Bounding-box data:
— Start —

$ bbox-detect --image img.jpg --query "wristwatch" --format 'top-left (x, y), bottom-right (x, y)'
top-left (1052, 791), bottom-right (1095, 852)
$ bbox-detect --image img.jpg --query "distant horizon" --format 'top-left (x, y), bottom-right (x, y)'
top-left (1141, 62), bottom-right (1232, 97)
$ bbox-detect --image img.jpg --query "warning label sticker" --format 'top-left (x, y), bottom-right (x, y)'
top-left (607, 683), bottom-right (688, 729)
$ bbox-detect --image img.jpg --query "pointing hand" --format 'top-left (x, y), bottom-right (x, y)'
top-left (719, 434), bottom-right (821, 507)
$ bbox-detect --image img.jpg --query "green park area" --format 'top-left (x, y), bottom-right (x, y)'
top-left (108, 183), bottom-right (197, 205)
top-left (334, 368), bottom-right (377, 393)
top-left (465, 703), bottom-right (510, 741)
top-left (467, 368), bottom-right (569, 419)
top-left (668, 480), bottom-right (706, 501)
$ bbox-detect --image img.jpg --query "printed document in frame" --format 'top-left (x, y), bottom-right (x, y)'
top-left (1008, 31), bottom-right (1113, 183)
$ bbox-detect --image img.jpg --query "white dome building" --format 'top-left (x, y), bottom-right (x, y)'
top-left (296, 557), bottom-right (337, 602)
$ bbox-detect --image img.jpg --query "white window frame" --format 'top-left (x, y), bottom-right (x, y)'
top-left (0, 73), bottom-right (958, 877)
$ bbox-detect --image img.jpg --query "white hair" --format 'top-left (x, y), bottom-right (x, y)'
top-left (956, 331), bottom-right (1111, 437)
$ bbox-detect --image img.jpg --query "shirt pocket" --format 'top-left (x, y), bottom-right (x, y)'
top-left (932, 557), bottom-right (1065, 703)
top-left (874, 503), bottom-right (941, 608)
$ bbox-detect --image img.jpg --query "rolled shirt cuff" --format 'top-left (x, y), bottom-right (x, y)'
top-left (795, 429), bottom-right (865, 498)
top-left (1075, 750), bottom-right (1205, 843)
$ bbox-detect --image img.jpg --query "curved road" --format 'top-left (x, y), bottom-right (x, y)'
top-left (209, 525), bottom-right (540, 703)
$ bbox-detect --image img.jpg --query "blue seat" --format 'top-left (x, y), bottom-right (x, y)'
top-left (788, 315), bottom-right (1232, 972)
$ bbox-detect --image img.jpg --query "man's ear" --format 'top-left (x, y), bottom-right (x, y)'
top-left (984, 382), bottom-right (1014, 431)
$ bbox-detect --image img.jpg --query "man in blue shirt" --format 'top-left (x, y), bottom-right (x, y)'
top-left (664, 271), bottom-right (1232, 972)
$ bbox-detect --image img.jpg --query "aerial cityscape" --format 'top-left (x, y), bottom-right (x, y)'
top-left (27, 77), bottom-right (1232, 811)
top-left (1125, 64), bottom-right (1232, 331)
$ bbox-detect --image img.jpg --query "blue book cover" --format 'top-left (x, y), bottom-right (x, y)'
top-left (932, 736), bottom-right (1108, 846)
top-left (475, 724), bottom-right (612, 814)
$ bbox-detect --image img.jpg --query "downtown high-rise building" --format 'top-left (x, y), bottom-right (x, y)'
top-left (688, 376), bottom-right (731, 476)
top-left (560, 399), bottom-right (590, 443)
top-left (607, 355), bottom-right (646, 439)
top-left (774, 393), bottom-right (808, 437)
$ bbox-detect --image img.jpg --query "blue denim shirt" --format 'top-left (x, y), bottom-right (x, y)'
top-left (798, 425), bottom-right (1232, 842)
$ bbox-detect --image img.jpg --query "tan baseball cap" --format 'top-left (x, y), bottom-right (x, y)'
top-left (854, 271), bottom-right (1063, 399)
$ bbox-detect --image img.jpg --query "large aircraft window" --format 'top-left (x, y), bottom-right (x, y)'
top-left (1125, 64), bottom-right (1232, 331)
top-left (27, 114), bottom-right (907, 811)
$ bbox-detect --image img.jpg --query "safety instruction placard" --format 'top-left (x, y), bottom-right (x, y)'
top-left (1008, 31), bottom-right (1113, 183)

— End —

Task description: Update the data above so that every occurrence of "img.jpg" becomes "frame_01.jpg", keeping everything else unchanged.

Solution for this exercise:
$ bbox-detect --image frame_01.jpg --query "wristwatch" --format 'top-left (x, y), bottom-right (x, y)'
top-left (1052, 791), bottom-right (1095, 852)
$ bbox-detect --image frame_01.jpg --query "distant horizon" --format 'top-left (x, y), bottom-right (x, y)'
top-left (1141, 62), bottom-right (1232, 97)
$ bbox-detect --image frame_01.jpg --query "warning label sticker" --format 'top-left (x, y), bottom-right (x, y)'
top-left (607, 683), bottom-right (688, 729)
$ bbox-detect --image frame_01.jpg --query "pointing hand" --format 'top-left (x, y), bottom-right (x, y)'
top-left (719, 434), bottom-right (821, 507)
$ bbox-detect --image frame_01.jpg --query "green park area" --format 'top-left (x, y), bottom-right (x, y)'
top-left (108, 183), bottom-right (197, 205)
top-left (334, 368), bottom-right (377, 393)
top-left (465, 703), bottom-right (510, 741)
top-left (467, 368), bottom-right (569, 419)
top-left (668, 480), bottom-right (706, 501)
$ bbox-detect --image frame_01.jpg --query "printed document in frame" --format 'top-left (x, y), bottom-right (x, y)'
top-left (1008, 31), bottom-right (1113, 183)
$ bbox-detect --image frame_01.jpg --query "white dome building" --format 'top-left (x, y), bottom-right (x, y)'
top-left (296, 557), bottom-right (337, 602)
$ bbox-detect --image frame_01.jpg --query "white window frame" --format 'top-left (x, y), bottom-right (x, y)'
top-left (0, 73), bottom-right (958, 877)
$ bbox-detect --image frame_01.jpg --query "white hair" --format 'top-left (x, y), bottom-right (x, y)'
top-left (956, 331), bottom-right (1111, 437)
$ bbox-detect --image frame_01.jpg --query "shirt pocket" --format 'top-left (x, y), bottom-right (x, y)'
top-left (932, 557), bottom-right (1065, 703)
top-left (874, 503), bottom-right (941, 608)
$ bbox-detect --image frame_01.jpg --query "rolled shirt cuff" --format 'top-left (x, y), bottom-right (x, y)'
top-left (795, 429), bottom-right (865, 498)
top-left (1075, 750), bottom-right (1205, 843)
$ bbox-detect --image frame_01.jpg --query "curved road" --format 'top-left (x, y), bottom-right (x, y)'
top-left (209, 525), bottom-right (540, 703)
$ bbox-detect --image frame_01.jpg --query "blue seat" --format 'top-left (x, y), bottom-right (x, y)'
top-left (788, 315), bottom-right (1232, 972)
$ bbox-detect --image frame_01.jpg --query "man's ear" --format 'top-left (x, y), bottom-right (x, y)'
top-left (984, 382), bottom-right (1014, 431)
$ bbox-detect --image frame_01.jpg --query "man in blue shirt" --format 'top-left (x, y), bottom-right (x, y)'
top-left (664, 271), bottom-right (1232, 972)
$ bbox-detect --image frame_01.jpg --query "aerial cityscape" --format 'top-left (x, y), bottom-right (x, y)'
top-left (27, 77), bottom-right (1232, 811)
top-left (1125, 64), bottom-right (1232, 331)
$ bbox-detect --image frame_01.jpg --query "blue book cover" --format 'top-left (x, y), bottom-right (x, y)'
top-left (932, 736), bottom-right (1108, 846)
top-left (475, 724), bottom-right (612, 814)
$ bbox-detect --image frame_01.jpg --query "downtown high-rise building" --format 'top-left (x, y), bottom-right (x, y)'
top-left (688, 376), bottom-right (731, 476)
top-left (560, 399), bottom-right (590, 443)
top-left (607, 355), bottom-right (646, 439)
top-left (774, 393), bottom-right (808, 437)
$ bbox-detect --image frame_01.jpg --query "blue denim shirt" --format 'top-left (x, y), bottom-right (x, y)'
top-left (798, 425), bottom-right (1232, 842)
$ bbox-detect --image frame_01.jpg --query "tan baseball cap" --format 'top-left (x, y), bottom-right (x, y)'
top-left (854, 271), bottom-right (1063, 399)
$ bbox-detect --image frame_01.jpg --query "large aircraft window" --format 'top-left (x, y), bottom-right (x, y)'
top-left (1125, 64), bottom-right (1232, 331)
top-left (27, 114), bottom-right (907, 811)
$ bbox-detect --image frame_01.jpg --query "safety instruction placard" --format 'top-left (x, y), bottom-right (x, y)'
top-left (1008, 31), bottom-right (1113, 183)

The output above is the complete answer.